══ Excerpt to read ══
A specialist in Puritan New England submits a biography of the clergyman who founded New Haven.
Through the singular life of the Coventry-born, Oxford-educated John Davenport (1597–1670), Bremer (History Emeritus/Millersville Univ.; John Winthrop: America’s Forgotten Founding Father, 2003, etc.) supplies general readers with a solid primer about the much-misunderstood Puritans and the religious issues that preoccupied this reform movement within the Church of England during the 17th century. By 1625, Davenport’s reputation for learning, industry, devotion and brilliant preaching made him an important London voice for Protestant unity. But demands from the crown and the bishops to conform to church practice increasingly conflicted with parishioners’ calls for purification, for removing all vestiges of Catholicism from their religious practice. Davenport wrestled with doctrinal questions that will strike many modern readers as absurd, but for him, they were deadly serious matters of conscience, where a deviation from God’s will amounted to sin. Driven to emigrate, seeking a place to enjoy the liberty of all God’s ordinances, “all in purity,” Davenport founded the New Haven colony, modeling its physical layout on Solomon’s Temple, establishing civil and church institutions designed to promote godliness. By 1667, alarmed by religious divisions that parted the colony from its founding principles, Davenport accepted a call to Boston’s First Church. Even while the minister’s private life remains tantalizingly remote (did he, indeed, suffer from venereal disease?), Bremer nicely situates Davenport’s story within the larger English world of the Protectorate and Restoration, among his better-known colonial contemporaries like John Winthrop, Anne Hutchinson and John Cotton, and around enduring theological controversies that Davenport, despite his tireless appeals for moderation, never quite escaped.
A knowledgeable appraisal of an overlooked but important figure in our colonial history.
═══
══ Information provided ══
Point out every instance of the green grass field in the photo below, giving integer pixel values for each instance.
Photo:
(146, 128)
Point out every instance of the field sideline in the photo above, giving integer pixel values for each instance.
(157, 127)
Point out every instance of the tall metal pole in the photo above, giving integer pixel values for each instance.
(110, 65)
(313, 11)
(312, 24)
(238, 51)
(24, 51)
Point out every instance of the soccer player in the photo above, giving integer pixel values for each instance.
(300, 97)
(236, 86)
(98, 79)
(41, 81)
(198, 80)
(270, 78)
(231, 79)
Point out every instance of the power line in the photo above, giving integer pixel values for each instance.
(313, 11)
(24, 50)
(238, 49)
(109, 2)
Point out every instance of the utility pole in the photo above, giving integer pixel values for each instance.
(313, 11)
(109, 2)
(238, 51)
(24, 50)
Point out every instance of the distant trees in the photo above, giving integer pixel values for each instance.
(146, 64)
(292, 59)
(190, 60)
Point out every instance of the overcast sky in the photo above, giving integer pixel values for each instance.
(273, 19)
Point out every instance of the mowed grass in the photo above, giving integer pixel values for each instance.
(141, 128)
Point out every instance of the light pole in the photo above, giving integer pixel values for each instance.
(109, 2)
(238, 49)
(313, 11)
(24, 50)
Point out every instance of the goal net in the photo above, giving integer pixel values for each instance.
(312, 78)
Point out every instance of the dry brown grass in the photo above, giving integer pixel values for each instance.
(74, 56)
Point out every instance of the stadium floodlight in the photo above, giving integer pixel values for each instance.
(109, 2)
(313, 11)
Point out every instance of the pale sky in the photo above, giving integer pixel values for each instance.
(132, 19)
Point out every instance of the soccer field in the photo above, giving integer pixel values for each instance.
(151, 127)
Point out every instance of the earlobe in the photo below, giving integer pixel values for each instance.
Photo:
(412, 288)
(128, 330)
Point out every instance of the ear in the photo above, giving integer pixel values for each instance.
═══
**Prompt**
Write out the full review of the John Davenport biography from above, word for word.

**Exercise response**
A specialist in Puritan New England submits a biography of the clergyman who founded New Haven.
Through the singular life of the Coventry-born, Oxford-educated John Davenport (1597–1670), Bremer (History Emeritus/Millersville Univ.; John Winthrop: America’s Forgotten Founding Father, 2003, etc.) supplies general readers with a solid primer about the much-misunderstood Puritans and the religious issues that preoccupied this reform movement within the Church of England during the 17th century. By 1625, Davenport’s reputation for learning, industry, devotion and brilliant preaching made him an important London voice for Protestant unity. But demands from the crown and the bishops to conform to church practice increasingly conflicted with parishioners’ calls for purification, for removing all vestiges of Catholicism from their religious practice. Davenport wrestled with doctrinal questions that will strike many modern readers as absurd, but for him, they were deadly serious matters of conscience, where a deviation from God’s will amounted to sin. Driven to emigrate, seeking a place to enjoy the liberty of all God’s ordinances, “all in purity,” Davenport founded the New Haven colony, modeling its physical layout on Solomon’s Temple, establishing civil and church institutions designed to promote godliness. By 1667, alarmed by religious divisions that parted the colony from its founding principles, Davenport accepted a call to Boston’s First Church. Even while the minister’s private life remains tantalizingly remote (did he, indeed, suffer from venereal disease?), Bremer nicely situates Davenport’s story within the larger English world of the Protectorate and Restoration, among his better-known colonial contemporaries like John Winthrop, Anne Hutchinson and John Cotton, and around enduring theological controversies that Davenport, despite his tireless appeals for moderation, never quite escaped.
A knowledgeable appraisal of an overlooked but important figure in our colonial history.